* What to work on
Copy every line of the records below verbatim, leaving out the pictures.

[Start of Available data]

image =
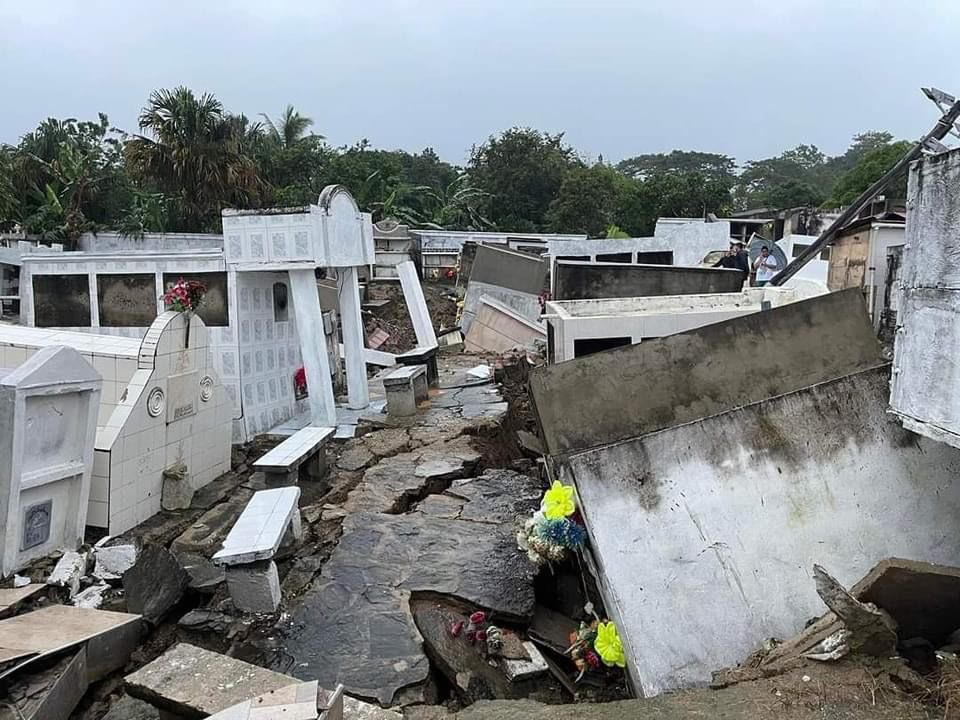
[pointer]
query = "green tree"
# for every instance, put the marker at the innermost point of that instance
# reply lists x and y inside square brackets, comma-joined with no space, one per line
[794,178]
[521,170]
[63,178]
[868,169]
[711,165]
[9,200]
[585,202]
[290,128]
[195,155]
[457,206]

[End of Available data]

* Response to the exercise
image =
[pointer]
query = "green tree"
# for every instance, put the marker at the innermost point of that instance
# reply lists x and y inside square brackets, comma-joined with no space, one per line
[794,178]
[521,170]
[63,178]
[868,169]
[711,165]
[9,200]
[585,202]
[290,128]
[195,155]
[457,206]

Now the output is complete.